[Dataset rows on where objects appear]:
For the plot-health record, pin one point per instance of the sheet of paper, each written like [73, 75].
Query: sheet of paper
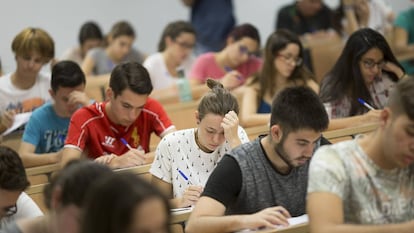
[19, 120]
[298, 220]
[181, 210]
[292, 222]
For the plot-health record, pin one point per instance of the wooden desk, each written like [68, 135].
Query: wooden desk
[180, 216]
[301, 228]
[348, 133]
[41, 170]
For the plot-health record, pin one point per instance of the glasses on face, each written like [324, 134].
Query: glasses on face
[244, 50]
[9, 211]
[184, 45]
[370, 64]
[289, 58]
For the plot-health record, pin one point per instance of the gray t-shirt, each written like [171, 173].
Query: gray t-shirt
[246, 182]
[370, 195]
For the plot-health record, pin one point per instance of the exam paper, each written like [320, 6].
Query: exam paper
[292, 222]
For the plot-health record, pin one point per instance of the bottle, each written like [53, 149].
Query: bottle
[184, 88]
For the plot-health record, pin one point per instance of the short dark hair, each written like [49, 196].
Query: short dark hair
[401, 99]
[111, 203]
[245, 30]
[89, 30]
[218, 101]
[299, 107]
[130, 75]
[174, 30]
[66, 74]
[12, 173]
[74, 180]
[122, 28]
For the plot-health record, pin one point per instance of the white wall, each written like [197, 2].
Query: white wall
[62, 19]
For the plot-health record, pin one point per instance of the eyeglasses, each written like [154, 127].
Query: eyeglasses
[9, 211]
[289, 58]
[184, 45]
[369, 64]
[244, 50]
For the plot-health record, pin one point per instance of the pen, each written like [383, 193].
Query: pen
[365, 104]
[126, 143]
[228, 69]
[184, 176]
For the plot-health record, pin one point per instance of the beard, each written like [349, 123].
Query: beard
[280, 150]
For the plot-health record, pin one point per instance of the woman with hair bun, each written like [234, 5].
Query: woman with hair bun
[185, 159]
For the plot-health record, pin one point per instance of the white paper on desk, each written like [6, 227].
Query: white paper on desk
[292, 222]
[298, 220]
[181, 210]
[19, 120]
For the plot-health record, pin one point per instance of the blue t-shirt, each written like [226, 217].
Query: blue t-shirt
[405, 20]
[46, 130]
[264, 107]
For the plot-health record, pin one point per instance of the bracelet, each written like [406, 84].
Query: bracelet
[112, 156]
[403, 76]
[348, 7]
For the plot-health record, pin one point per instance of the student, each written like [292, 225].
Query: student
[366, 184]
[196, 152]
[310, 19]
[174, 54]
[117, 132]
[42, 142]
[65, 198]
[90, 36]
[366, 69]
[305, 16]
[403, 37]
[282, 67]
[233, 64]
[101, 61]
[26, 88]
[352, 15]
[14, 203]
[125, 203]
[213, 20]
[262, 183]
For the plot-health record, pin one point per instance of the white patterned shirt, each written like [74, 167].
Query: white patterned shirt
[179, 151]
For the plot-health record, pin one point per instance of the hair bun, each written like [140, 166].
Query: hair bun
[212, 84]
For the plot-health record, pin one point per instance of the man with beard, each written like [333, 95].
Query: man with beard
[262, 183]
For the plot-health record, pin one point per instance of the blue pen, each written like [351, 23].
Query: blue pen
[126, 143]
[184, 176]
[62, 138]
[228, 69]
[365, 104]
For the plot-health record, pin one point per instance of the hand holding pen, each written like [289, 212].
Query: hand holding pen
[191, 194]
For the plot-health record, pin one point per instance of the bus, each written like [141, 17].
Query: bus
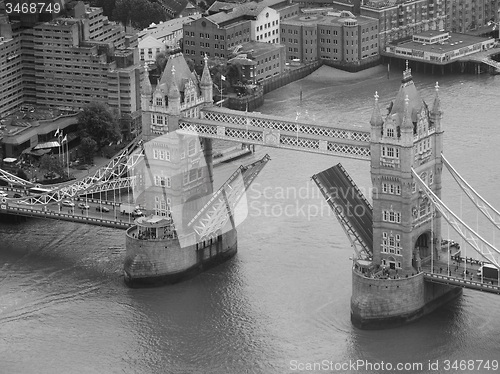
[38, 191]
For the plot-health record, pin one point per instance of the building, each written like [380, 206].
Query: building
[468, 15]
[438, 48]
[221, 33]
[402, 19]
[149, 47]
[339, 36]
[169, 32]
[65, 63]
[260, 61]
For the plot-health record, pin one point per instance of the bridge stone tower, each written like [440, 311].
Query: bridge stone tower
[405, 227]
[174, 181]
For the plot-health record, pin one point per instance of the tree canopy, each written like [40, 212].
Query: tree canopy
[88, 147]
[140, 13]
[99, 123]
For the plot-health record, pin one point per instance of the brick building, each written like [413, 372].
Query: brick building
[338, 36]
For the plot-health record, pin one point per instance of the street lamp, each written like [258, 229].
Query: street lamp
[495, 25]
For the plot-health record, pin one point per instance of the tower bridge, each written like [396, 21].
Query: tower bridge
[398, 264]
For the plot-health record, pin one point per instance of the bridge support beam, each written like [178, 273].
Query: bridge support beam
[386, 303]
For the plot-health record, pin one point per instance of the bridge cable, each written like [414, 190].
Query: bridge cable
[478, 243]
[486, 208]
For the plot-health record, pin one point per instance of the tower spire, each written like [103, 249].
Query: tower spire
[376, 119]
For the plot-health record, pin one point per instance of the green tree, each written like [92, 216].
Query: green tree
[139, 13]
[88, 147]
[22, 174]
[99, 123]
[161, 61]
[52, 164]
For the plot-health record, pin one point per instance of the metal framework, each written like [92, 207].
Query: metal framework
[214, 215]
[486, 208]
[103, 178]
[478, 243]
[255, 128]
[14, 180]
[362, 249]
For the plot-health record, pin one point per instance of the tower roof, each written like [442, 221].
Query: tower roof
[146, 88]
[206, 80]
[409, 90]
[376, 119]
[436, 107]
[182, 73]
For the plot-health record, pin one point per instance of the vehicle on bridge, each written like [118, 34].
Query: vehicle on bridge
[488, 271]
[131, 209]
[39, 190]
[68, 203]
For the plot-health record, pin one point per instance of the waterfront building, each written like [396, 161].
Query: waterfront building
[65, 63]
[401, 19]
[221, 33]
[338, 36]
[170, 33]
[438, 48]
[470, 15]
[149, 47]
[260, 61]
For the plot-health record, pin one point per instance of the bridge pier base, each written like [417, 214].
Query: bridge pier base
[387, 303]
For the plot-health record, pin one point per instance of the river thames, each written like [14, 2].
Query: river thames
[282, 304]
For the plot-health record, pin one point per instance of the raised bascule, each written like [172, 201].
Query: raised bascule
[189, 227]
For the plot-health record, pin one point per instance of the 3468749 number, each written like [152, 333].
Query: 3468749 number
[32, 8]
[480, 366]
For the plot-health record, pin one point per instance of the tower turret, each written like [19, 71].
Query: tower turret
[206, 84]
[146, 90]
[376, 121]
[174, 97]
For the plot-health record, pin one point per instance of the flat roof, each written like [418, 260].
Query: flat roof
[456, 41]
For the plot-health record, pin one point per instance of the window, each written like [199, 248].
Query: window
[191, 147]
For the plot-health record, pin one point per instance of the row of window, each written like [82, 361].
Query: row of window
[391, 152]
[391, 188]
[391, 216]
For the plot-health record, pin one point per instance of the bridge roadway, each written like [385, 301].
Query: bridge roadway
[277, 132]
[90, 216]
[350, 206]
[456, 277]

[Aim of the exercise]:
Take the listing above and print it exactly, apart from the pictures.

[Finished answer]:
For the plot-health record, pin one point per instance of the sheet of paper, each written like [73, 75].
Query: sheet of paper
[19, 120]
[298, 220]
[181, 210]
[292, 222]
For the plot-health record, pin one point per instance of the wooden desk, each written like [68, 135].
Query: wooden desk
[180, 216]
[301, 228]
[348, 133]
[41, 170]
For the plot-health record, pin one point per instance of the glasses on face, each written like [324, 134].
Query: glasses on face
[244, 50]
[9, 211]
[184, 45]
[370, 64]
[289, 58]
For the plot-health record, pin one point per instance of the gray t-shirt, each written like [171, 173].
Query: gray t-shirt
[246, 182]
[370, 195]
For the plot-health record, pin one point per instance of the exam paper, each written like [320, 6].
Query: exam paper
[292, 222]
For the plot-health record, pin one point per instance of the bottle, each written like [53, 149].
Query: bottle
[184, 88]
For the plot-health record, pin one point per instance of the short dark hair, each written like [49, 196].
Query: short dark hair
[401, 99]
[111, 203]
[245, 30]
[89, 30]
[218, 101]
[299, 107]
[130, 75]
[174, 30]
[66, 74]
[12, 173]
[74, 180]
[122, 28]
For the plot-health record, pin one point per instance of the white wall, each written like [197, 2].
Query: white wall
[62, 19]
For the plot-health record, pin one point per instance of the eyeglasses, each written like [154, 127].
Query: eyeglasses
[9, 211]
[289, 58]
[184, 45]
[369, 64]
[244, 50]
For the plot-health record, pin one point per instance of the pen, each written like [383, 193].
Query: pen
[365, 104]
[126, 143]
[228, 69]
[184, 176]
For the plot-health record, pin one point per instance of the beard, each written like [349, 123].
Query: beard
[280, 150]
For the plot-health record, pin one point per instance of the woman with hair bun, each written like [234, 5].
Query: woman with hair bun
[185, 159]
For the plot-health record, pin one point per instance of the white paper on desk, each written like [6, 227].
Query: white paper on desk
[292, 222]
[298, 220]
[181, 210]
[19, 120]
For the plot-health record, pin one point per instance of the blue t-shirt, each written like [226, 217].
Query: blue t-shirt
[405, 20]
[46, 130]
[264, 107]
For the plot-health record, pin one point per instance of the bracelet, each written like [406, 84].
Query: bracelet
[112, 156]
[403, 76]
[348, 7]
For the plot-health record, pin one point per instance of the student, each written like [292, 225].
Query: student
[366, 184]
[196, 152]
[310, 19]
[174, 54]
[117, 132]
[42, 142]
[65, 198]
[90, 36]
[366, 69]
[305, 16]
[403, 37]
[282, 67]
[233, 64]
[101, 61]
[26, 88]
[352, 15]
[14, 203]
[125, 203]
[213, 20]
[262, 183]
For the plot-health record, pin one point per instance of the white patterned shirt, each written like [74, 167].
Query: white patterned shirt
[179, 151]
For the plot-health record, pin one point per instance of the hair bun, each written like [140, 166].
Query: hair bun
[212, 84]
For the plot-health record, pin one point per instance of the man with beard, each written like [333, 95].
Query: man with beard
[262, 183]
For the plot-health record, pin one point per instance of the blue pen, each written like [351, 23].
Query: blue pen
[126, 143]
[184, 176]
[62, 138]
[228, 69]
[365, 104]
For the plot-health record, pin one point per instance of the hand holding pen, each written like [289, 212].
Query: hand holding pen
[191, 194]
For the plot-health record, pin one point per instance of the bus, each written like [141, 17].
Query: bus
[38, 191]
For the plot-health record, pin one point per instance of the building, each written like [380, 206].
Query: building
[468, 15]
[438, 48]
[221, 33]
[402, 19]
[149, 47]
[339, 36]
[169, 32]
[65, 63]
[260, 61]
For the plot-health record, pin one point per instance of the bridge stone tower, each written like [440, 311].
Query: bridge stone tower
[405, 227]
[174, 181]
For the plot-health record, pin one point per instance of the tree canopy, each written like [40, 212].
Query: tree canopy
[88, 147]
[140, 13]
[99, 123]
For the plot-health record, pin one point per instance of the brick building, each written like [413, 372].
Query: brick building
[338, 36]
For the plot-health record, pin one point per instance of the street lamp, each written like [258, 229].
Query: street lamp
[495, 25]
For the plot-health record, pin one point per instance of the tower bridge, each written like [396, 21].
Query: tower bridge
[398, 264]
For the plot-health record, pin one point per instance of the bridge support beam, each written like [178, 273].
Query: bridge support beam
[386, 303]
For the plot-health record, pin one point per instance of the bridge cable, each written like [414, 190].
Query: bridge cable
[478, 243]
[486, 208]
For the plot-health record, pin one point per instance of the tower spire, each written like [103, 249].
Query: tower spire
[376, 119]
For the plot-health record, pin one point per instance of the green tree, each written like [92, 216].
Query: green tree
[139, 13]
[88, 147]
[22, 174]
[99, 123]
[161, 61]
[52, 164]
For the plot-health record, pin one point per instance of the metal framework, each written like [92, 207].
Query: metal framework
[214, 215]
[486, 208]
[103, 178]
[478, 243]
[255, 128]
[14, 180]
[362, 249]
For the plot-health record, pin one point per instance of the tower roof, each written like [442, 221].
Query: tower roof
[146, 88]
[206, 80]
[409, 90]
[376, 119]
[436, 107]
[182, 73]
For the plot-health record, pin one point per instance of the vehicle on bridge, each written like [118, 34].
Query: vehicle on bridge
[488, 271]
[131, 209]
[39, 190]
[68, 203]
For the plot-health record, pin one point per instance of the waterfront building, each written like [396, 161].
Query: waterfront building
[65, 63]
[401, 19]
[221, 33]
[338, 36]
[170, 33]
[438, 48]
[470, 15]
[149, 47]
[260, 61]
For the plot-health record, pin one point per instance of the bridge pier base, each written like [417, 214].
Query: bridge pier base
[387, 303]
For the plot-health record, pin one point per instance of the river thames, each written like [14, 2].
Query: river thames
[282, 304]
For the plot-health record, pin one point per instance of the raised bascule, each written like [172, 201].
Query: raised bascule
[189, 227]
For the plot-health record, pin one point per instance of the 3468749 number, each written like [152, 333].
Query: 3468749 number
[32, 8]
[480, 366]
For the plot-health record, pin one point per instance of the tower turret, each written like [19, 71].
Query: tower turret
[206, 84]
[146, 90]
[376, 121]
[174, 97]
For the plot-health record, pin one point per instance of the flat roof, each written like [418, 260].
Query: flat roof
[456, 41]
For the plot-health record, pin one point per instance of the window, each written like [199, 248].
Query: window
[191, 147]
For the plot-health record, pin one point per instance of the row of window, each written like [82, 361].
Query: row of window
[391, 152]
[391, 188]
[391, 216]
For the plot-health record, pin one point per instance of the bridge roadway, each written like [385, 301].
Query: bridge roadway
[277, 132]
[90, 216]
[350, 206]
[456, 277]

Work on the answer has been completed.